BEGIN PROVIDED RECORDS
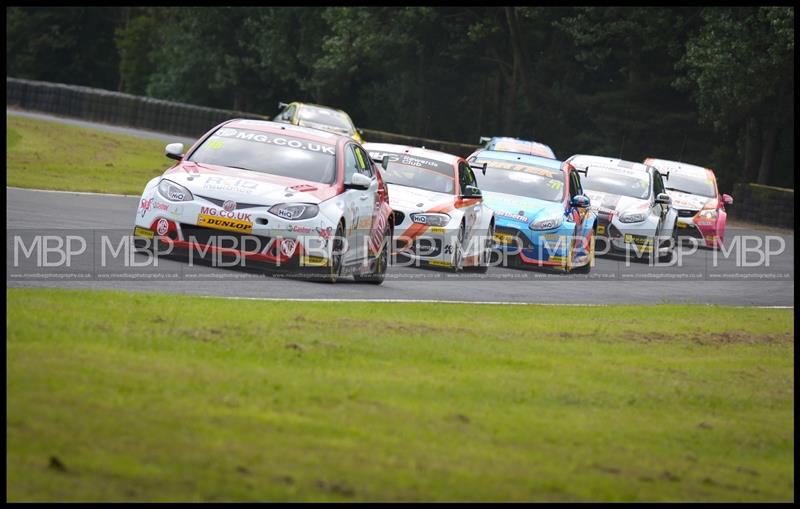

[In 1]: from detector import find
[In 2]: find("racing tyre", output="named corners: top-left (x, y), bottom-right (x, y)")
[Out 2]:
top-left (354, 225), bottom-right (391, 285)
top-left (323, 222), bottom-right (346, 283)
top-left (450, 222), bottom-right (465, 272)
top-left (466, 224), bottom-right (493, 274)
top-left (657, 221), bottom-right (678, 263)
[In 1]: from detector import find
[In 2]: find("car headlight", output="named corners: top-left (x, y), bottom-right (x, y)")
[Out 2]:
top-left (619, 211), bottom-right (649, 223)
top-left (268, 203), bottom-right (319, 220)
top-left (410, 213), bottom-right (450, 227)
top-left (697, 209), bottom-right (717, 220)
top-left (158, 179), bottom-right (193, 202)
top-left (529, 216), bottom-right (563, 230)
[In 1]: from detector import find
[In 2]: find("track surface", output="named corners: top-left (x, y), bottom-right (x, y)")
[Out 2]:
top-left (6, 111), bottom-right (794, 305)
top-left (7, 188), bottom-right (793, 305)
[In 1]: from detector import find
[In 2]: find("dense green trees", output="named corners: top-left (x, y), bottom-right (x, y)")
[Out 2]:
top-left (6, 6), bottom-right (793, 189)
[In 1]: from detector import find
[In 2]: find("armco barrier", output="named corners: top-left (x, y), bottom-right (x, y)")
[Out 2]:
top-left (6, 77), bottom-right (480, 157)
top-left (730, 182), bottom-right (794, 229)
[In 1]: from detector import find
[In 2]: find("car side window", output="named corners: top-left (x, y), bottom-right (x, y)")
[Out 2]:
top-left (459, 163), bottom-right (477, 195)
top-left (353, 146), bottom-right (373, 177)
top-left (652, 171), bottom-right (666, 195)
top-left (569, 171), bottom-right (580, 199)
top-left (344, 145), bottom-right (359, 183)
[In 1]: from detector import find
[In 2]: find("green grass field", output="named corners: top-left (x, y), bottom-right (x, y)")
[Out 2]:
top-left (6, 114), bottom-right (173, 194)
top-left (6, 288), bottom-right (794, 501)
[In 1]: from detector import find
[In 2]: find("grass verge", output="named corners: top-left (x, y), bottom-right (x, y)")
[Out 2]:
top-left (6, 288), bottom-right (794, 501)
top-left (6, 114), bottom-right (172, 194)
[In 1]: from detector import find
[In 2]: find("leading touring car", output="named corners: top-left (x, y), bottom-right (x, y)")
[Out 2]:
top-left (565, 155), bottom-right (678, 262)
top-left (133, 119), bottom-right (392, 283)
top-left (466, 149), bottom-right (597, 272)
top-left (471, 136), bottom-right (557, 159)
top-left (274, 101), bottom-right (364, 143)
top-left (643, 158), bottom-right (733, 248)
top-left (364, 143), bottom-right (495, 272)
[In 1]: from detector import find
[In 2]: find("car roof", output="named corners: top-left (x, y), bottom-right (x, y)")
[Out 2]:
top-left (223, 118), bottom-right (347, 145)
top-left (363, 142), bottom-right (461, 166)
top-left (294, 102), bottom-right (352, 118)
top-left (568, 154), bottom-right (651, 173)
top-left (644, 158), bottom-right (714, 178)
top-left (474, 149), bottom-right (564, 170)
top-left (487, 137), bottom-right (556, 158)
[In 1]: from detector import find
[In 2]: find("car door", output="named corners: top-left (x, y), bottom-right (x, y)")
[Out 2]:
top-left (651, 169), bottom-right (669, 238)
top-left (566, 169), bottom-right (585, 260)
top-left (457, 162), bottom-right (483, 245)
top-left (342, 144), bottom-right (372, 263)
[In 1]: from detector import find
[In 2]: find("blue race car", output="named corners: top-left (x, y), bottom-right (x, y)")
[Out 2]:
top-left (467, 149), bottom-right (597, 272)
top-left (472, 136), bottom-right (557, 159)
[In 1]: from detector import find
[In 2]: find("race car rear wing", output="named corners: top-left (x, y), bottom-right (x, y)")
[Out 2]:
top-left (566, 162), bottom-right (589, 176)
top-left (368, 153), bottom-right (391, 170)
top-left (479, 136), bottom-right (492, 145)
top-left (277, 101), bottom-right (289, 110)
top-left (469, 162), bottom-right (487, 175)
top-left (655, 168), bottom-right (670, 180)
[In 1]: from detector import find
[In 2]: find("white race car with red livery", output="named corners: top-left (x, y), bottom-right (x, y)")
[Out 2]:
top-left (364, 143), bottom-right (495, 272)
top-left (133, 119), bottom-right (393, 283)
top-left (643, 158), bottom-right (733, 248)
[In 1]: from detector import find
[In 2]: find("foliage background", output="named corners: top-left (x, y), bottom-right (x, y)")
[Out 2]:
top-left (6, 6), bottom-right (794, 191)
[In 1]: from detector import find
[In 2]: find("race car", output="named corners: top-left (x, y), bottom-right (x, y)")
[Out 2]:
top-left (274, 101), bottom-right (364, 143)
top-left (470, 136), bottom-right (557, 159)
top-left (364, 142), bottom-right (495, 272)
top-left (133, 119), bottom-right (392, 283)
top-left (643, 158), bottom-right (733, 248)
top-left (466, 149), bottom-right (597, 272)
top-left (565, 155), bottom-right (678, 262)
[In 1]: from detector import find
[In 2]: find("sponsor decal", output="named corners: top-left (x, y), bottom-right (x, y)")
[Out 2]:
top-left (316, 226), bottom-right (334, 239)
top-left (624, 233), bottom-right (654, 252)
top-left (288, 225), bottom-right (314, 234)
top-left (494, 232), bottom-right (514, 244)
top-left (197, 214), bottom-right (253, 234)
top-left (212, 128), bottom-right (335, 155)
top-left (133, 226), bottom-right (154, 239)
top-left (202, 176), bottom-right (259, 195)
top-left (543, 233), bottom-right (559, 240)
top-left (301, 255), bottom-right (328, 266)
top-left (199, 206), bottom-right (252, 222)
top-left (495, 210), bottom-right (529, 223)
top-left (596, 224), bottom-right (605, 235)
top-left (280, 238), bottom-right (297, 257)
top-left (356, 217), bottom-right (372, 229)
top-left (429, 226), bottom-right (445, 234)
top-left (428, 260), bottom-right (452, 267)
top-left (222, 200), bottom-right (237, 212)
top-left (549, 255), bottom-right (566, 263)
top-left (156, 218), bottom-right (170, 236)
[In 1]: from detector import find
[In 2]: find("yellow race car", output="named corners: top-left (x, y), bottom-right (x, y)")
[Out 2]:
top-left (274, 101), bottom-right (364, 143)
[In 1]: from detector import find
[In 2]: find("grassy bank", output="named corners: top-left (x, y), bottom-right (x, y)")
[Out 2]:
top-left (6, 288), bottom-right (794, 501)
top-left (6, 114), bottom-right (172, 194)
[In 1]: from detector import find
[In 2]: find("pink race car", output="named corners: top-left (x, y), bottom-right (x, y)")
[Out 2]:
top-left (643, 158), bottom-right (733, 248)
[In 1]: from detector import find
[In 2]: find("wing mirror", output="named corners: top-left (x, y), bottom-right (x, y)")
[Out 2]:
top-left (721, 193), bottom-right (733, 205)
top-left (655, 192), bottom-right (672, 205)
top-left (570, 194), bottom-right (591, 208)
top-left (165, 143), bottom-right (184, 161)
top-left (346, 172), bottom-right (372, 190)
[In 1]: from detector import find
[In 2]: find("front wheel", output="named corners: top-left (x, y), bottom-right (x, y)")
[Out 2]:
top-left (571, 229), bottom-right (595, 274)
top-left (354, 224), bottom-right (390, 285)
top-left (322, 222), bottom-right (346, 283)
top-left (449, 223), bottom-right (465, 272)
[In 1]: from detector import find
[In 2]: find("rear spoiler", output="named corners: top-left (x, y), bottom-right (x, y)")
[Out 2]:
top-left (369, 153), bottom-right (391, 170)
top-left (656, 168), bottom-right (670, 180)
top-left (470, 162), bottom-right (487, 175)
top-left (277, 101), bottom-right (289, 110)
top-left (567, 162), bottom-right (588, 176)
top-left (479, 136), bottom-right (492, 145)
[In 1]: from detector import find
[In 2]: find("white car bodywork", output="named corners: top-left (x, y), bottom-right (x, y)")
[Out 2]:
top-left (566, 155), bottom-right (678, 259)
top-left (364, 143), bottom-right (495, 270)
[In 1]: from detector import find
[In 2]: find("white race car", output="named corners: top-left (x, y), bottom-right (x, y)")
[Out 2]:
top-left (133, 119), bottom-right (393, 283)
top-left (364, 143), bottom-right (495, 272)
top-left (565, 155), bottom-right (678, 262)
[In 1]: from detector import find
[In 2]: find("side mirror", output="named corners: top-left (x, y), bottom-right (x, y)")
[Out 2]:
top-left (381, 155), bottom-right (390, 170)
top-left (356, 128), bottom-right (364, 135)
top-left (165, 143), bottom-right (184, 161)
top-left (464, 185), bottom-right (482, 198)
top-left (655, 192), bottom-right (671, 205)
top-left (721, 194), bottom-right (733, 205)
top-left (570, 194), bottom-right (591, 208)
top-left (345, 172), bottom-right (372, 190)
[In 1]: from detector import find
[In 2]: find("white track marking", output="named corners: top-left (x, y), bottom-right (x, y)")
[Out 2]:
top-left (6, 186), bottom-right (138, 198)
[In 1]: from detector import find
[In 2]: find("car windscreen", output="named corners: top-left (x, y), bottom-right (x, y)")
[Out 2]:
top-left (580, 166), bottom-right (650, 200)
top-left (473, 159), bottom-right (564, 202)
top-left (492, 140), bottom-right (555, 158)
top-left (188, 127), bottom-right (337, 184)
top-left (664, 172), bottom-right (716, 198)
top-left (297, 106), bottom-right (353, 134)
top-left (373, 152), bottom-right (455, 194)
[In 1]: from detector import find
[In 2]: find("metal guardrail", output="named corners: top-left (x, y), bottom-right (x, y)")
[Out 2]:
top-left (6, 77), bottom-right (479, 157)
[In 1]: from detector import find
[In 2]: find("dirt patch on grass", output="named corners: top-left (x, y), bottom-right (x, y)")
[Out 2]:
top-left (618, 330), bottom-right (793, 345)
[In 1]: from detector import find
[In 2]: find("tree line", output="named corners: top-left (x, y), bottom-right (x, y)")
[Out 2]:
top-left (6, 6), bottom-right (794, 191)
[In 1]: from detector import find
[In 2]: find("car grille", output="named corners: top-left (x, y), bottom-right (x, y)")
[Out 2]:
top-left (677, 209), bottom-right (699, 218)
top-left (408, 237), bottom-right (442, 257)
top-left (392, 210), bottom-right (405, 226)
top-left (195, 195), bottom-right (269, 210)
top-left (676, 222), bottom-right (705, 239)
top-left (179, 223), bottom-right (274, 253)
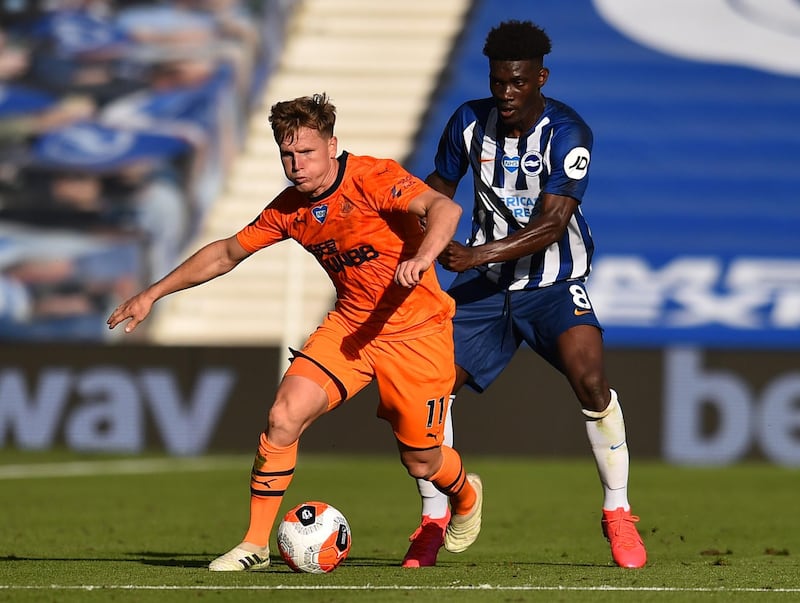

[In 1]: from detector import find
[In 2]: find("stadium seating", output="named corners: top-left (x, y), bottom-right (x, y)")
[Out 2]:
top-left (0, 0), bottom-right (295, 342)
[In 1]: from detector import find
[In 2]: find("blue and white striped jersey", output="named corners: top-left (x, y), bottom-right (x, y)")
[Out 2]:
top-left (434, 97), bottom-right (595, 290)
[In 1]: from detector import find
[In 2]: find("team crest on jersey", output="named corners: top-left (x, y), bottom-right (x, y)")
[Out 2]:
top-left (502, 152), bottom-right (543, 176)
top-left (502, 155), bottom-right (520, 173)
top-left (312, 204), bottom-right (328, 223)
top-left (521, 151), bottom-right (544, 176)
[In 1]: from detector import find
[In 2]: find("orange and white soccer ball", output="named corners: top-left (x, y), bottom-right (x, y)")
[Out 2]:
top-left (276, 501), bottom-right (351, 573)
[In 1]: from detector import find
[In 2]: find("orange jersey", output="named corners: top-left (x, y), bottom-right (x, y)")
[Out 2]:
top-left (236, 152), bottom-right (455, 340)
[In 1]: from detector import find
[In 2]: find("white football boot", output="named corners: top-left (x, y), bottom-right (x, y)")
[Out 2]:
top-left (209, 544), bottom-right (270, 571)
top-left (444, 473), bottom-right (483, 553)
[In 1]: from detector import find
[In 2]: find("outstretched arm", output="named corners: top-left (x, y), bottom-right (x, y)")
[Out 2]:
top-left (107, 235), bottom-right (252, 333)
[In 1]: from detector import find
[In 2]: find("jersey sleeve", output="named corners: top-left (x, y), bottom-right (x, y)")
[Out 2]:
top-left (543, 118), bottom-right (594, 203)
top-left (362, 157), bottom-right (431, 212)
top-left (235, 192), bottom-right (292, 252)
top-left (433, 102), bottom-right (472, 183)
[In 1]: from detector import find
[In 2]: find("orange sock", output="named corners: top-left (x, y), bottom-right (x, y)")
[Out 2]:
top-left (429, 445), bottom-right (476, 516)
top-left (242, 432), bottom-right (298, 547)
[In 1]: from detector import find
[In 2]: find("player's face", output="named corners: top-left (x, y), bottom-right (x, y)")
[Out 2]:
top-left (488, 59), bottom-right (549, 137)
top-left (279, 127), bottom-right (338, 197)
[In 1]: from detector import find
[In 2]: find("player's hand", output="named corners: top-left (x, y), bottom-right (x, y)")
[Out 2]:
top-left (394, 257), bottom-right (431, 288)
top-left (438, 240), bottom-right (477, 272)
top-left (107, 291), bottom-right (156, 333)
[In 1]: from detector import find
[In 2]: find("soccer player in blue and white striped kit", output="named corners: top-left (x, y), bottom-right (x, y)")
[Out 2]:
top-left (402, 19), bottom-right (647, 570)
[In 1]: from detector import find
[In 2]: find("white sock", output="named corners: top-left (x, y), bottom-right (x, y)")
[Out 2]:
top-left (415, 395), bottom-right (454, 520)
top-left (583, 389), bottom-right (631, 511)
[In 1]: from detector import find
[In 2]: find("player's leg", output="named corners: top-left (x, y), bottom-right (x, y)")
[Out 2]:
top-left (375, 324), bottom-right (483, 562)
top-left (211, 320), bottom-right (370, 572)
top-left (555, 322), bottom-right (646, 568)
top-left (404, 392), bottom-right (453, 567)
top-left (400, 445), bottom-right (483, 554)
top-left (555, 325), bottom-right (629, 504)
top-left (405, 270), bottom-right (512, 566)
top-left (413, 393), bottom-right (454, 518)
top-left (209, 364), bottom-right (332, 571)
top-left (514, 281), bottom-right (646, 568)
top-left (406, 364), bottom-right (475, 566)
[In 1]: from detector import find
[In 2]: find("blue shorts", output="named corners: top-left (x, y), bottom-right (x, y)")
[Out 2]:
top-left (447, 269), bottom-right (603, 392)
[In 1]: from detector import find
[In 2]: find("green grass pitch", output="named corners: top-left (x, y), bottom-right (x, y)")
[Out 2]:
top-left (0, 450), bottom-right (798, 602)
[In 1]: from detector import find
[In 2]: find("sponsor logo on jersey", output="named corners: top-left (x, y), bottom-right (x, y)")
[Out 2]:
top-left (502, 196), bottom-right (536, 218)
top-left (308, 239), bottom-right (338, 257)
top-left (307, 239), bottom-right (380, 273)
top-left (392, 175), bottom-right (417, 198)
top-left (564, 147), bottom-right (590, 179)
top-left (321, 245), bottom-right (380, 273)
top-left (312, 204), bottom-right (328, 223)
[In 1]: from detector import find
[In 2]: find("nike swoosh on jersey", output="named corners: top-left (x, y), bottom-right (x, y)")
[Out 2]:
top-left (574, 308), bottom-right (592, 316)
top-left (610, 441), bottom-right (626, 450)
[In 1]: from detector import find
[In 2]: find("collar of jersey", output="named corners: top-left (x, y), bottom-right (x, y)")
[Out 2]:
top-left (308, 151), bottom-right (349, 203)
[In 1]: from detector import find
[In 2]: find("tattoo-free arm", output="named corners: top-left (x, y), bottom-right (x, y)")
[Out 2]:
top-left (438, 192), bottom-right (577, 272)
top-left (107, 235), bottom-right (252, 332)
top-left (394, 188), bottom-right (462, 287)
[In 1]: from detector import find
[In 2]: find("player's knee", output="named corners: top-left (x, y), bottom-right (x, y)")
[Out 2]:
top-left (400, 450), bottom-right (438, 480)
top-left (576, 373), bottom-right (610, 412)
top-left (266, 401), bottom-right (302, 445)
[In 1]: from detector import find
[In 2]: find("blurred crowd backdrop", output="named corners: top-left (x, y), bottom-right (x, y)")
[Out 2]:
top-left (0, 0), bottom-right (292, 341)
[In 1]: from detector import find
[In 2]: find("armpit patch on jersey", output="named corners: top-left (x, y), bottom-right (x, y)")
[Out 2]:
top-left (564, 147), bottom-right (591, 180)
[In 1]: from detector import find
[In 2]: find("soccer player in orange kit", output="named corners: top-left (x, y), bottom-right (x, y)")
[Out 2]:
top-left (107, 93), bottom-right (483, 571)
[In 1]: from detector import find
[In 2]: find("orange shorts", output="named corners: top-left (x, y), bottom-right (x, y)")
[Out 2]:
top-left (285, 315), bottom-right (455, 449)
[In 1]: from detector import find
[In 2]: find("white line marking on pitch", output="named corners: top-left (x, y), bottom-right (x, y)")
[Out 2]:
top-left (1, 585), bottom-right (799, 593)
top-left (0, 456), bottom-right (248, 480)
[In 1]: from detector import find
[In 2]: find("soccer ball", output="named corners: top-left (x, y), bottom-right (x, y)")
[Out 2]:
top-left (276, 501), bottom-right (351, 573)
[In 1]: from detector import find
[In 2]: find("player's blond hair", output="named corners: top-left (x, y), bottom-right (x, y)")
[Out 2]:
top-left (269, 93), bottom-right (336, 144)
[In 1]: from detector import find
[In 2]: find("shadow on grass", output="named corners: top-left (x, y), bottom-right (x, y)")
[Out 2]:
top-left (135, 553), bottom-right (408, 569)
top-left (1, 552), bottom-right (605, 570)
top-left (0, 552), bottom-right (208, 569)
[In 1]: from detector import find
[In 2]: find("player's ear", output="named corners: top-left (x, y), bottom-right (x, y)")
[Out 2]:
top-left (539, 67), bottom-right (550, 87)
top-left (329, 135), bottom-right (338, 158)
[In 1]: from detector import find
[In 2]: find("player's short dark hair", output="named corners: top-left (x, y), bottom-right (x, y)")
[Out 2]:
top-left (269, 93), bottom-right (336, 144)
top-left (483, 20), bottom-right (552, 61)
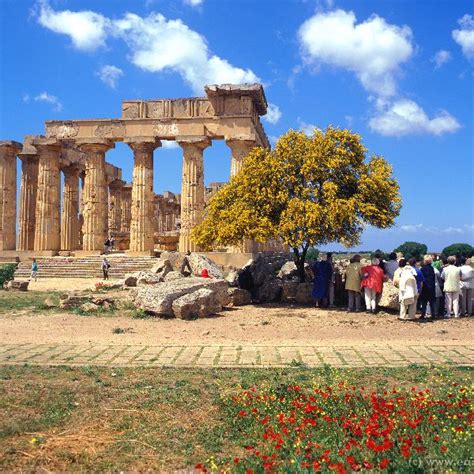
END PROVIDED RECORDS
WHAT THE TASK REQUIRES: If a line in the entries contains "patch", copy it.

WRITTEN SOLUTION:
[In 2]: find("dirt patch on grass", output="named corners: top-left (x, y), bottom-right (x, y)")
[In 2]: find("armpit patch on jersey", output="named corners: top-left (x, y), bottom-right (x, y)")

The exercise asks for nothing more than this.